**Task requirements**.
Among the lines of the records, find all that carry the word "velvet" and copy them.

BEGIN Listed entries

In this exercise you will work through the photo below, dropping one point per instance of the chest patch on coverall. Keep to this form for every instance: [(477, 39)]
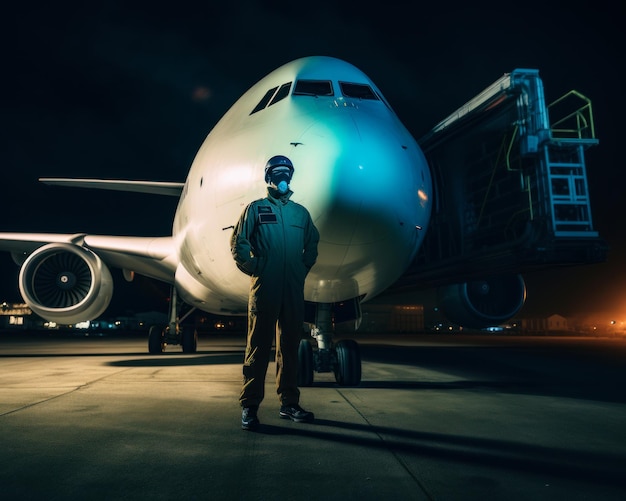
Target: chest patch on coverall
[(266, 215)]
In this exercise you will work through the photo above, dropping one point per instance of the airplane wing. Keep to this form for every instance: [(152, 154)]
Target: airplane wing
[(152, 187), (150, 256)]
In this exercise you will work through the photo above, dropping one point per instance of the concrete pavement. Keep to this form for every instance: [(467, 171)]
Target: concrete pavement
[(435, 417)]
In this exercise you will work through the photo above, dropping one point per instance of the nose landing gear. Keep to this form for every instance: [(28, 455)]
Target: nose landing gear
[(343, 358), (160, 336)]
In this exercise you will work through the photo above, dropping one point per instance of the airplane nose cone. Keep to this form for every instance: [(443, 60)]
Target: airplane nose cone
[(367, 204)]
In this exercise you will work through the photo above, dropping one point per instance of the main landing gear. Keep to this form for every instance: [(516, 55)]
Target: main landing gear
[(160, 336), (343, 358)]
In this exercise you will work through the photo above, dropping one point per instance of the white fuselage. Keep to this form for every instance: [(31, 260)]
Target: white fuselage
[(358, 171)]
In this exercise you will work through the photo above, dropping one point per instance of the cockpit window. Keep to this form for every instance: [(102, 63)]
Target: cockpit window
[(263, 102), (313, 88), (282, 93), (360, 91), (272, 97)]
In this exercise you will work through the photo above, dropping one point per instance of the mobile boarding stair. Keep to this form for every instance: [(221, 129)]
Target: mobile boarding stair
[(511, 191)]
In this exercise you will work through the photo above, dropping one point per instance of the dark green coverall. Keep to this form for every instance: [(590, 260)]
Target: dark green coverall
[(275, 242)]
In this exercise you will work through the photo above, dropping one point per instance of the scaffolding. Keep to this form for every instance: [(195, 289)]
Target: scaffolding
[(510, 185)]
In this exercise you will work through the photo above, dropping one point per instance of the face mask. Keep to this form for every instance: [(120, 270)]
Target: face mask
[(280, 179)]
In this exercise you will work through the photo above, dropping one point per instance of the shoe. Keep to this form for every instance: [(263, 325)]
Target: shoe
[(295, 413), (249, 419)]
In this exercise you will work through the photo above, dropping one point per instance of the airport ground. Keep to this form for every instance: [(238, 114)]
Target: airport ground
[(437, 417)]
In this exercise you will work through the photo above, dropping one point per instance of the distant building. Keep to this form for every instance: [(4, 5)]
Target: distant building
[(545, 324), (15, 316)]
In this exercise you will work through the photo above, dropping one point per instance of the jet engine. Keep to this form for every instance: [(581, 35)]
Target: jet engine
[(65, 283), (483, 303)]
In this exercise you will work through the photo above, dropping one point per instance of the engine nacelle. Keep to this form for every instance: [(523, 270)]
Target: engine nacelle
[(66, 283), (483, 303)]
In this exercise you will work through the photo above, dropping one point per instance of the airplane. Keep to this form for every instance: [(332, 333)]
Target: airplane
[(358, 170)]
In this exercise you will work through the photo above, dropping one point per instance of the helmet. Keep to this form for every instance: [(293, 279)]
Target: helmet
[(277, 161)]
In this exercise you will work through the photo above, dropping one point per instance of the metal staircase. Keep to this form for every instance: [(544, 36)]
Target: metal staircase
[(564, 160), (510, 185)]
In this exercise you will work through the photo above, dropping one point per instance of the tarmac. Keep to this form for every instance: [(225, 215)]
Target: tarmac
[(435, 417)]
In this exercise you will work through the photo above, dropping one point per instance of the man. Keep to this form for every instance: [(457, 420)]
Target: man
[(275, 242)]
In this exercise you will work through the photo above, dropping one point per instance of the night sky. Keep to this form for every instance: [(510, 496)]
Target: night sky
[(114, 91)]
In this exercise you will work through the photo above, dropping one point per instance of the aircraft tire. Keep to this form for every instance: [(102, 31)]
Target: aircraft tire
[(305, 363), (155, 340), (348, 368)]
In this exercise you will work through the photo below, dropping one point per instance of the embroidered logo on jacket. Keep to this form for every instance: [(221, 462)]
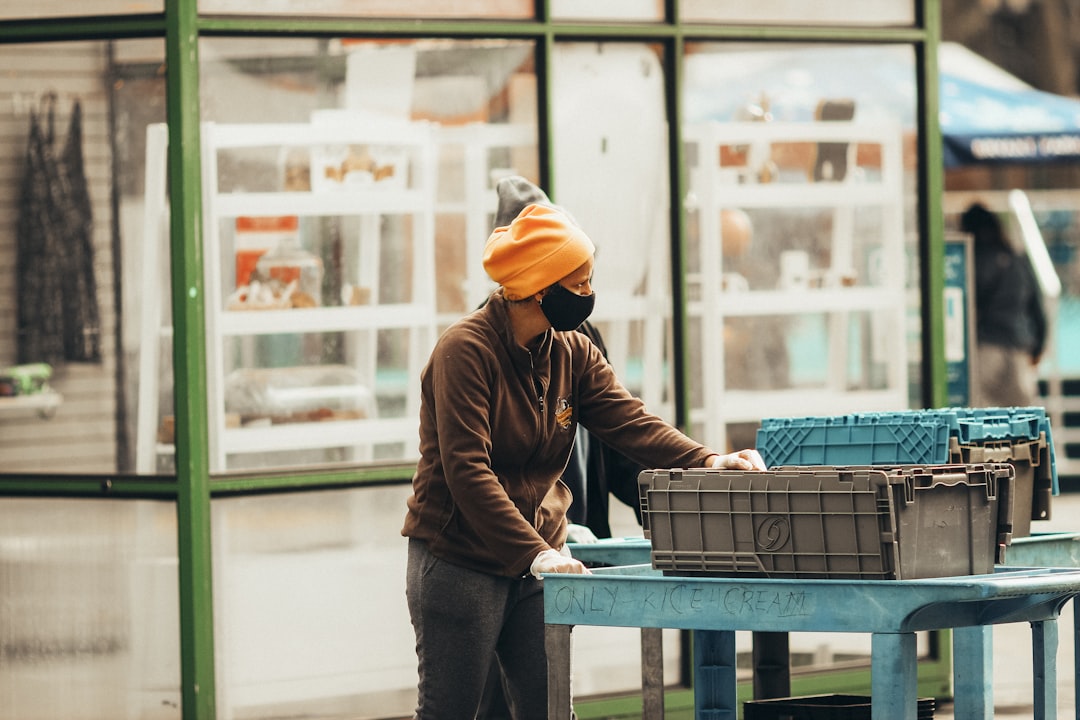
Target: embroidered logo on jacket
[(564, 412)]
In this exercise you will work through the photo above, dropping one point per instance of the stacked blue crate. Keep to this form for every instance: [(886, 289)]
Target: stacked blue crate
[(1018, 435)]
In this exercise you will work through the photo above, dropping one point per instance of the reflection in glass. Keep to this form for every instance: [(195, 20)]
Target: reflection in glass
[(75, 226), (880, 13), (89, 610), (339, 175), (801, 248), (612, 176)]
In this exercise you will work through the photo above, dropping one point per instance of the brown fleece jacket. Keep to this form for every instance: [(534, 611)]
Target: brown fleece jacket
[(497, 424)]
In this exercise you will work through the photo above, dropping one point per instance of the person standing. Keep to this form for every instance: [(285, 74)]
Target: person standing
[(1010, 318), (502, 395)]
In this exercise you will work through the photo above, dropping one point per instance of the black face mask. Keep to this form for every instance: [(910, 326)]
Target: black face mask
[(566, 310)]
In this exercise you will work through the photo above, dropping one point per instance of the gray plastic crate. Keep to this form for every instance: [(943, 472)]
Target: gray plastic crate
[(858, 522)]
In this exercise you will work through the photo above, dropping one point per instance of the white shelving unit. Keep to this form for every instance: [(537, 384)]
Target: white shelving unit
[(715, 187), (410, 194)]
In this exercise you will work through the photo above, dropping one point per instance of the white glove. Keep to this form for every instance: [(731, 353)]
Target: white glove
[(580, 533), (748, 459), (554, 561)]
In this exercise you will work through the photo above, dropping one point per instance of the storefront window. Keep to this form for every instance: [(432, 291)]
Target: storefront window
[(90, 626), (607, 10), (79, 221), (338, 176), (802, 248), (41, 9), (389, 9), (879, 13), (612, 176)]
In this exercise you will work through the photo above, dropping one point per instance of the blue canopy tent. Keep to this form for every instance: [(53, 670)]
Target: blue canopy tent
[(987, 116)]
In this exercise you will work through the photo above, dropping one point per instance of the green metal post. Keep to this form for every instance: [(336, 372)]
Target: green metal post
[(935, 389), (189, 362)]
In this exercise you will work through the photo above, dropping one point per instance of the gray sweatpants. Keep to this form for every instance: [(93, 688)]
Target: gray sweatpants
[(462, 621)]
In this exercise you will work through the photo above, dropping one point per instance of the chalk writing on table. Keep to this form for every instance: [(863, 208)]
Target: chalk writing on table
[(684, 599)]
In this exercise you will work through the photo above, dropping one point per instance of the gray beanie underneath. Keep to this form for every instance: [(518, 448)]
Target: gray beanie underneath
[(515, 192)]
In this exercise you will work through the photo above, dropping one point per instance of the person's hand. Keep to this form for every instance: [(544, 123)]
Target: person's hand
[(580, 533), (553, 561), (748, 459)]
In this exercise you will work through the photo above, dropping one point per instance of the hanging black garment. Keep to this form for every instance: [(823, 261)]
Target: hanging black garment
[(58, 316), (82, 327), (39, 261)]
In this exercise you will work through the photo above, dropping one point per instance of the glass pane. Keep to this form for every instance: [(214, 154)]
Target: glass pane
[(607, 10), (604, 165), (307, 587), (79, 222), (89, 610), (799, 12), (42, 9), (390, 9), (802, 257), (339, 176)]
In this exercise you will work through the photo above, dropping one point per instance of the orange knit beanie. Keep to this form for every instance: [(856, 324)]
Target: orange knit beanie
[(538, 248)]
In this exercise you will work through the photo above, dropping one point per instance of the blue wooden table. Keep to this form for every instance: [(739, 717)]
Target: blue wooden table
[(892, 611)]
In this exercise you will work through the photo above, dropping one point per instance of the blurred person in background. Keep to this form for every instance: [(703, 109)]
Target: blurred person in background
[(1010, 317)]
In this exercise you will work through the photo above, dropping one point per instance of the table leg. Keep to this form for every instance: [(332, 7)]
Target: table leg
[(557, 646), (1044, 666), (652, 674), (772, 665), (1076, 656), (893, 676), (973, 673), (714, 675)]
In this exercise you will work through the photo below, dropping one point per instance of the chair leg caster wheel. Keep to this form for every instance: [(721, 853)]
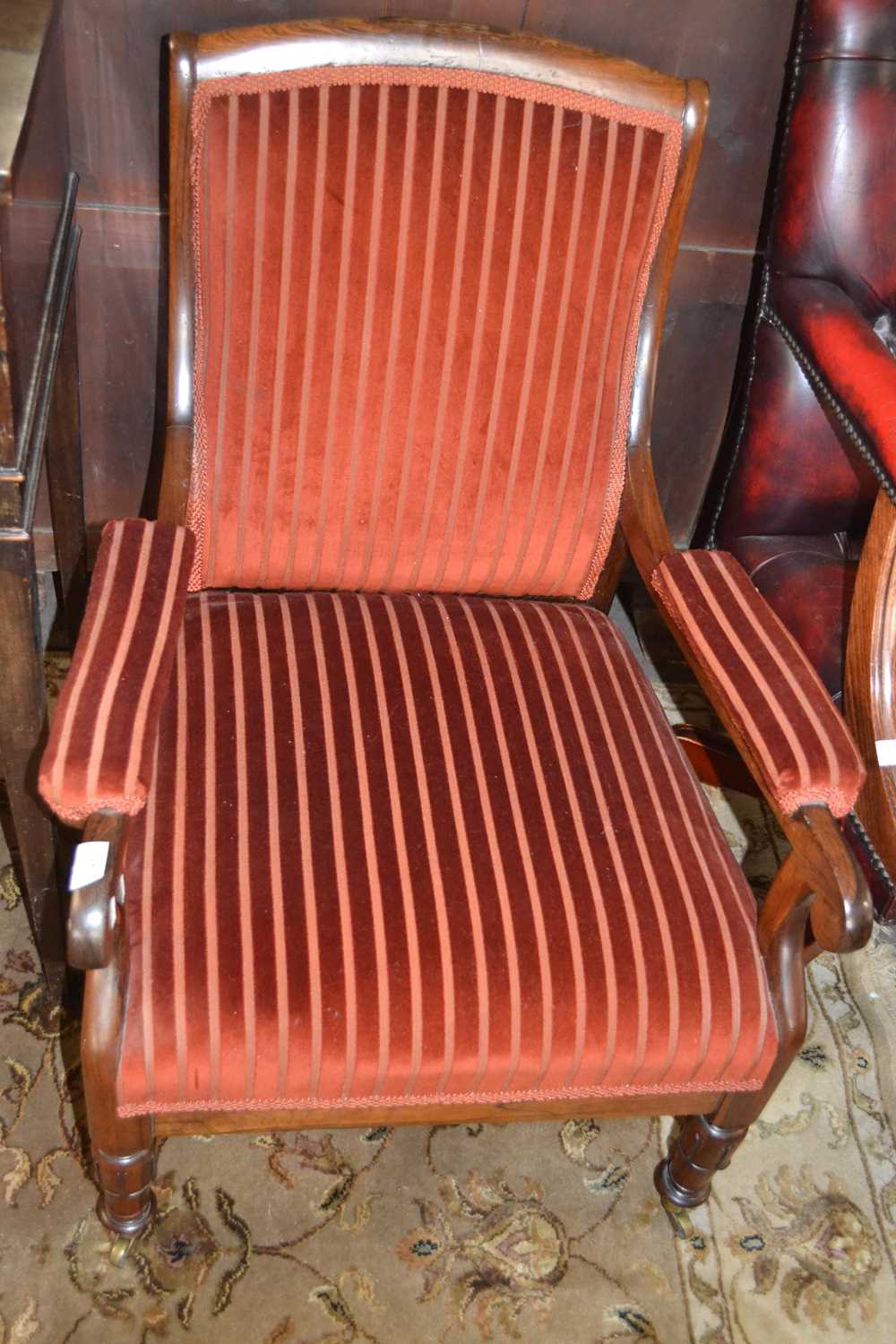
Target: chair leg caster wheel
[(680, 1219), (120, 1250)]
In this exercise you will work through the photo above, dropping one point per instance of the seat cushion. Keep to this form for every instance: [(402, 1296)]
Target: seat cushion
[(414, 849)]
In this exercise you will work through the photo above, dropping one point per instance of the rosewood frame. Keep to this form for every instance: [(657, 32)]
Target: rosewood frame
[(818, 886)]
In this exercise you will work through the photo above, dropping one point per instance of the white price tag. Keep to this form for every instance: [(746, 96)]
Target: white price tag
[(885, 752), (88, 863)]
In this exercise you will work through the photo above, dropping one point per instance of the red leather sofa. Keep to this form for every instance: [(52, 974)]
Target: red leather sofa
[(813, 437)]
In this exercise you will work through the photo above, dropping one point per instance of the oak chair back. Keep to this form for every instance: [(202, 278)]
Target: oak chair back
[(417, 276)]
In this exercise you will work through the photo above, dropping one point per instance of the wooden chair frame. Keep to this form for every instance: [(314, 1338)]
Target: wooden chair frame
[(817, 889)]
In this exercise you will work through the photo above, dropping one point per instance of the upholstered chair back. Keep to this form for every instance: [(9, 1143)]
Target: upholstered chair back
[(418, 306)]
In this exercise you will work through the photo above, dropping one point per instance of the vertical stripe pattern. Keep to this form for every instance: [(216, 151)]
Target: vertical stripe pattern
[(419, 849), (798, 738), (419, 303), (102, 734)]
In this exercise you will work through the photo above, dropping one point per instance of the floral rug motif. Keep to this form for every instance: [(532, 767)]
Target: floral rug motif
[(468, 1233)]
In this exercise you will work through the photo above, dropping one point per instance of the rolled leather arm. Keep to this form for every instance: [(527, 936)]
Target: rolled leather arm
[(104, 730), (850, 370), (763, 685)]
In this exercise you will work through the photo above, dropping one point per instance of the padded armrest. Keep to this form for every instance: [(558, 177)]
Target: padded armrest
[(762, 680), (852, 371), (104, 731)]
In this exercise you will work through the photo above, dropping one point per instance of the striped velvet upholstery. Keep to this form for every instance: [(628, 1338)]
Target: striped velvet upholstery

END Listed entries

**Your solution**.
In this exercise you will work through the photo above, dropping one point per instance of the striped velvet upholstery. Keep to this form for every instance: [(628, 1338)]
Target: striped velvet upholstery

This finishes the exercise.